Return all the entries below exactly, except for the images they hold.

Task data:
:::
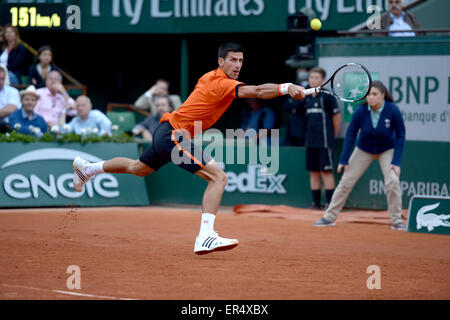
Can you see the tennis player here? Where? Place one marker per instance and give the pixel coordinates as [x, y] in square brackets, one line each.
[213, 94]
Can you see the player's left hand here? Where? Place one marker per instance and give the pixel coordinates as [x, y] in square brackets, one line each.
[396, 169]
[296, 92]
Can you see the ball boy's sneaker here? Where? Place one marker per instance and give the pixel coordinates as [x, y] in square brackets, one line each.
[210, 242]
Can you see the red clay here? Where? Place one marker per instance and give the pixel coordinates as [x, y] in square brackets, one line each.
[147, 253]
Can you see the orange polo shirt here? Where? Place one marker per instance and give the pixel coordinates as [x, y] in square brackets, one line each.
[211, 97]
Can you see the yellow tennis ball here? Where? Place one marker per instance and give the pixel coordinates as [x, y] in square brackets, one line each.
[316, 24]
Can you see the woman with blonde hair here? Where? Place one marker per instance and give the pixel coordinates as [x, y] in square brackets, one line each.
[13, 54]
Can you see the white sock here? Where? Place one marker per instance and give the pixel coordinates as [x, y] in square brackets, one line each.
[207, 223]
[95, 168]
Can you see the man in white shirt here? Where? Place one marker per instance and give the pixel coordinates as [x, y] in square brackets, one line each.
[9, 98]
[88, 120]
[398, 19]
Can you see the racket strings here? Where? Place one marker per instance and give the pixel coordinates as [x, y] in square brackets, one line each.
[351, 83]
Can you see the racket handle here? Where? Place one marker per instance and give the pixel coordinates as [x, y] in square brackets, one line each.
[308, 92]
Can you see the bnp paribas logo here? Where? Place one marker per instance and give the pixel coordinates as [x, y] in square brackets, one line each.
[430, 220]
[352, 88]
[36, 174]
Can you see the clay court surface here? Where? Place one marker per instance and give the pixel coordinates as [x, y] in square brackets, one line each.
[147, 253]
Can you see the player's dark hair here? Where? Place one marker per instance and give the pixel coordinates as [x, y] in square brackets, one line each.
[382, 88]
[228, 47]
[320, 71]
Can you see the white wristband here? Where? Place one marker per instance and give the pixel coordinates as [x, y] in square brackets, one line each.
[283, 88]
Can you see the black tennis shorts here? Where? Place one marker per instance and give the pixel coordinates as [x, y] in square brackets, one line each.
[319, 159]
[170, 145]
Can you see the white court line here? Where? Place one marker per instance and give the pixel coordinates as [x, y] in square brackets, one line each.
[65, 292]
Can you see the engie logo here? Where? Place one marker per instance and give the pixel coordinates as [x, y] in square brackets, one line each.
[40, 164]
[255, 181]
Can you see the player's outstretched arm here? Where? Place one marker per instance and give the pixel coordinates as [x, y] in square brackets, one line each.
[271, 90]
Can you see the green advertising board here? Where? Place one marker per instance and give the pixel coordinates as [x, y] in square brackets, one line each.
[40, 175]
[429, 215]
[193, 16]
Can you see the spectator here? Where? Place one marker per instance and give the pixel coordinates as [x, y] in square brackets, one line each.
[22, 119]
[381, 129]
[38, 72]
[54, 102]
[295, 133]
[14, 54]
[148, 126]
[160, 88]
[9, 98]
[259, 117]
[398, 19]
[322, 126]
[87, 119]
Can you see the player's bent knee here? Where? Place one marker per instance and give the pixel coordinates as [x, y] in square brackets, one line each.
[140, 169]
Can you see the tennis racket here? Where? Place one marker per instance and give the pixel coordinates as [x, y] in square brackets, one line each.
[350, 83]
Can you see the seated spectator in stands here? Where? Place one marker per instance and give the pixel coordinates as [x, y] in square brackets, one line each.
[9, 98]
[13, 54]
[148, 126]
[22, 119]
[38, 72]
[398, 19]
[259, 117]
[88, 120]
[54, 102]
[147, 101]
[7, 82]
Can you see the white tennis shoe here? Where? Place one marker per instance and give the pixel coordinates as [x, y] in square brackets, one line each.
[210, 242]
[79, 173]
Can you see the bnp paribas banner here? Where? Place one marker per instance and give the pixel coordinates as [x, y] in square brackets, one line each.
[186, 16]
[416, 72]
[40, 174]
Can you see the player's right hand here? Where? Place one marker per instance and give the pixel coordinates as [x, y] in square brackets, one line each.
[340, 167]
[296, 92]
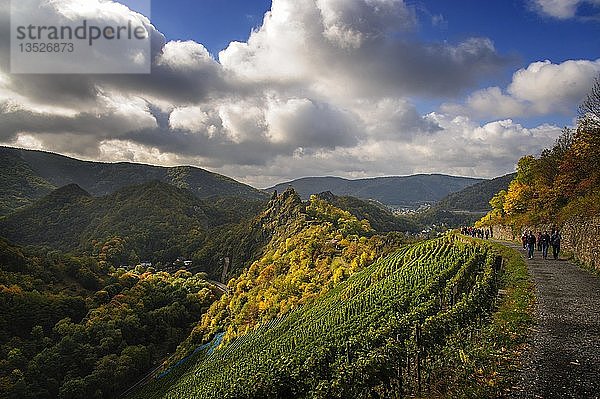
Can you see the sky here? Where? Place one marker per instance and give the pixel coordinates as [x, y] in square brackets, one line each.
[266, 91]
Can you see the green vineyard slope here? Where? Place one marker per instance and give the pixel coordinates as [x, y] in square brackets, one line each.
[373, 335]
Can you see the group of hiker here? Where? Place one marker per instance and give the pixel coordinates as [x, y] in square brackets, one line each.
[542, 242]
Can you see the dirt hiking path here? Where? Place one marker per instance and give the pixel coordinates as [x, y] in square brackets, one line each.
[564, 359]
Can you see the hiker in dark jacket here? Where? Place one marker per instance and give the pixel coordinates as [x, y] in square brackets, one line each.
[545, 243]
[530, 245]
[555, 241]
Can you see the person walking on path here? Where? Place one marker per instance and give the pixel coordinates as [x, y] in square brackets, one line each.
[555, 241]
[530, 245]
[545, 243]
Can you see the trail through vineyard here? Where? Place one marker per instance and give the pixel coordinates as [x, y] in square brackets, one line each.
[564, 358]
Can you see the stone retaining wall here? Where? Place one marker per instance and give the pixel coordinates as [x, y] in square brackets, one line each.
[580, 236]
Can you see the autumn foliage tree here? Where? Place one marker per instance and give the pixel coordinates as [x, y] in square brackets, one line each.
[563, 182]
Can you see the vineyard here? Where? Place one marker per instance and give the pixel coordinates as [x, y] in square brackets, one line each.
[378, 334]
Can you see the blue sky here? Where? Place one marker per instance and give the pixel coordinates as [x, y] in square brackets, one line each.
[517, 29]
[351, 88]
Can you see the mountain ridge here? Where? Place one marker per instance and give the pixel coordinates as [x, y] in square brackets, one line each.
[28, 175]
[395, 191]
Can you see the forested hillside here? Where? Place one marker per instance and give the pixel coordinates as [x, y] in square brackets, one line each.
[464, 207]
[397, 191]
[313, 247]
[379, 216]
[150, 222]
[28, 175]
[72, 328]
[562, 183]
[386, 331]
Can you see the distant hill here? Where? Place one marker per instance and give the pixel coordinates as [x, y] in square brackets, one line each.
[27, 175]
[378, 215]
[476, 198]
[467, 205]
[399, 191]
[157, 221]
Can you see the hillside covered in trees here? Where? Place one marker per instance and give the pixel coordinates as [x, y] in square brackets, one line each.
[27, 175]
[72, 328]
[563, 182]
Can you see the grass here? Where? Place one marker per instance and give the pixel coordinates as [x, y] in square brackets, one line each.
[482, 361]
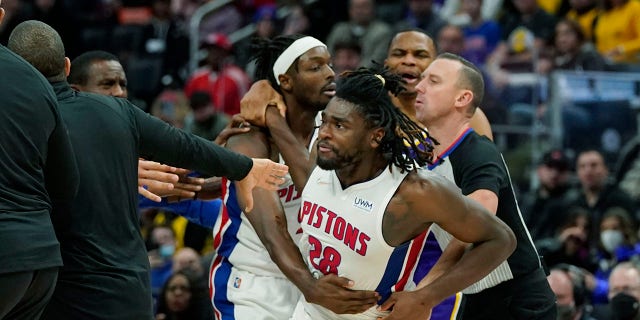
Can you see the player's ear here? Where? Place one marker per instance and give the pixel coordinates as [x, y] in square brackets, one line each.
[464, 98]
[285, 82]
[376, 137]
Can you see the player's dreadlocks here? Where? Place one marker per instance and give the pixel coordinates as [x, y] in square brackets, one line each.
[369, 89]
[265, 54]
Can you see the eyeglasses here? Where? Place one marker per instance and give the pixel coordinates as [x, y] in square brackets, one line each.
[178, 287]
:::
Solution for this exercise:
Can you see the tennis player here? Where? Place one marker per instance and give the pixel coordinates as [x, y] in square brackets, one line each.
[213, 94]
Can you see the player's left hand here? Where? Place one marker per instance and give the pixel coordinates as [x, y] in square brackets, one line each.
[396, 169]
[296, 92]
Can you see the ball boy's sneaker here? Where? Place one marker per instance and give the pixel coordinates as [x, y] in square brackets, one line each.
[210, 242]
Can you see the red clay here? Where? Place one marker per instance and give the pixel coordinates as [x, y] in square brackets, one line each.
[147, 253]
Can you see the orange polo shirt here? Where? Place one marker per instance and give the pixel coordinates as [x, y] in square brackets, one line each.
[211, 97]
Can you see the yellow tennis ball here? Where? Place one marker per instance and give the pixel coordinates as [x, y] in square brackets, one line each.
[316, 24]
Can you see the woman with blonde hair here? Where? Place one marker per instance and give the pixel coordinates as [x, y] in square brackets, one line each.
[13, 54]
Can you see the white sock here? Where? Place one marker per instance and give the pixel coordinates as [x, y] in square brackets, one line each.
[207, 223]
[95, 168]
Can you see the man in white shirt here? Where? Place one marker per instance and give the pixel coordinates as [x, y] in square brackets, one line each.
[9, 98]
[88, 120]
[398, 19]
Can you see the racket strings here? Where? Place one marker per instance and give the pixel coordinates as [x, y] in square brackets, one line each.
[351, 83]
Can you see the racket handle here? Where? Place one marker per instance and give the pixel coordinates as [x, y] in square brackets, one line each.
[308, 92]
Can you see the bnp paribas logo here? Where? Place one marker per instance and give the pixel coordinates as [x, y] in square brackets, one line each.
[430, 220]
[352, 88]
[36, 174]
Can you see the clay court surface here? Where? Place one marker per instance and give the pixel coordinates as [x, y] in square brackets, one line each.
[147, 253]
Can you see the player's dark hair here? Where? Place one marker per instance and give the pixel coordinates as [x, y] in square brackets, one line each.
[382, 88]
[228, 47]
[320, 71]
Can you see the white wristband here? Where? Place one marker per instance and give the pixel coordinates as [x, y] in square brackets, one line each.
[283, 88]
Can you see the black tennis shorts here? Where? Place one marker per instance and give the pixel coordinates as [x, y] in square brackets, one line each.
[319, 159]
[170, 145]
Can you see the white court line here? Where? Place one marker per instance and give the pixel coordinates as [x, y] in square brackets, one line each.
[65, 292]
Can you see the engie logo here? Where? Place one marker per instance and give the pixel coordinates as [x, y] in square brackets, one line each.
[40, 164]
[255, 181]
Can you see the player's outstretched arm here? Where? Place one marker per instance and give the pixel coordinates as [x, y] in square brackets, one line each.
[271, 90]
Can you see the green advertising board here? Where? Place one marker per instance and give the pixel coordinates as [x, y] in square brackets, one line each.
[40, 175]
[429, 215]
[193, 16]
Can you see the spectator here? Where? Place one marker per instance and give the pixel coordinates as [x, y] in square brackets, one line each.
[22, 119]
[381, 129]
[38, 72]
[54, 102]
[295, 133]
[14, 54]
[148, 126]
[160, 88]
[9, 98]
[259, 117]
[398, 19]
[322, 126]
[87, 119]
Can you see the player's bent knee here? Where? Place one marker per instance and give the pixel coordinates as [x, y] in square brackets, one line each.
[140, 169]
Can you see the tennis racket here? Where? Place one marker per instance and give the pixel coordinates as [x, y] in square brackets, one line each.
[350, 83]
Can you see the seated spectator in stands here? Where? Place one marker per instance and give the pixel coordinates as [x, y] in square brackets, one line each.
[9, 98]
[13, 54]
[148, 126]
[22, 119]
[38, 72]
[398, 19]
[259, 117]
[88, 120]
[54, 102]
[147, 101]
[7, 82]
Can you see the white tennis shoe here? Where? Place one marker per instance and give the pixel coordinates as [x, y] in square brackets, one line each.
[210, 242]
[79, 173]
Can you see the bnp paribas banner here? Where? Place one marker per instance and give the pixel coordinates as [x, y] in square brackets, one line each.
[186, 16]
[416, 72]
[40, 174]
Can you see the player's right hand here? Where? Place one marker per instance and give the pixel coordinates as [x, y] in square brackets, one line each.
[340, 167]
[296, 92]
Can you see the sky here? Where? Place one marker per instance and give the pixel coordinates as [x, y] in square brackets, one line each.
[266, 91]
Can you see the green vineyard slope here? Where? Place one marker per instance and give the pixel coordinates as [x, y] in square brackets, one line each.
[373, 335]
Can you see the group of hiker here? Where? Place one marker per instance and give the pixel coordinates as [x, y] in square brackets, one line each.
[542, 242]
Can you see the dirt hiking path here? Where? Place one marker per instance and give the pixel coordinates as [x, y] in square brackets, one line each.
[564, 359]
Can you see the hiker in dark jacket here? Where? Place one marker per instance and give the pixel coordinates as [x, y] in square brackets, one line each.
[545, 243]
[530, 245]
[555, 241]
Can you see the person walking on path here? Where? Place one marker per instance and give the pixel coordinates as [x, y] in square brackets, one line each.
[555, 241]
[530, 245]
[545, 243]
Can you see the trail through vineyard here? Where? Place one marker per instance and give the pixel coordinates as [x, y] in square brackets, one line each.
[564, 358]
Can you see the stone retaining wall here? Where? Place one marker per instance and give the pixel coordinates as [x, y] in square brackets, one line each.
[580, 236]
Can you see the autumn foliage tree here? Where? Place one marker per instance and give the pixel coordinates as [x, y] in square brackets, one line each.
[563, 182]
Can you see the vineyard here? Where? Place one marker per instance and give the pixel coordinates as [x, y] in square brackets, one line each.
[378, 334]
Can you see the blue sky here? Where? Place one marker per instance and give the pixel coordinates as [x, y] in square brackets, one line each.
[517, 29]
[351, 88]
Can you see the mountain ridge here? Where? Place one marker per instance and give the pixel coordinates as [x, y] in square brackets, one line each.
[28, 175]
[395, 191]
Can you see the forested hillside here? Where? Place one marker per instance and give the pixel coordinates as [x, y] in square brackets, one line each.
[464, 207]
[397, 191]
[313, 247]
[379, 216]
[150, 222]
[28, 175]
[72, 328]
[562, 183]
[386, 331]
Can you see the distant hill here? Where? Place one marker per instance and give the pixel coordinates as [x, y] in square brackets, one line each.
[27, 175]
[378, 215]
[476, 198]
[467, 205]
[399, 191]
[157, 221]
Can you see the hillside covered in trees here? Where? Place one marker per instance and give the pixel coordinates as [x, y] in square brackets, one line each.
[27, 175]
[72, 328]
[563, 182]
Can you see the grass here? Where? Place one marker per instance and give the pixel coordinates as [x, y] in square brackets, one line each.
[482, 361]
Can you see the player's ear here? Where? Place one marker per instance and give the pixel coordinates as [x, y] in square brackets, one line each.
[464, 98]
[285, 82]
[376, 137]
Can you see the player's dreadlocks here? Where? Place one marker per instance and give the pixel coordinates as [x, y] in square brackets, one line each.
[369, 89]
[265, 54]
Can you see the eyeglasses here? Where? Place one marker per instance and give the pixel coordinates as [x, y] in square brackets, one line each.
[178, 287]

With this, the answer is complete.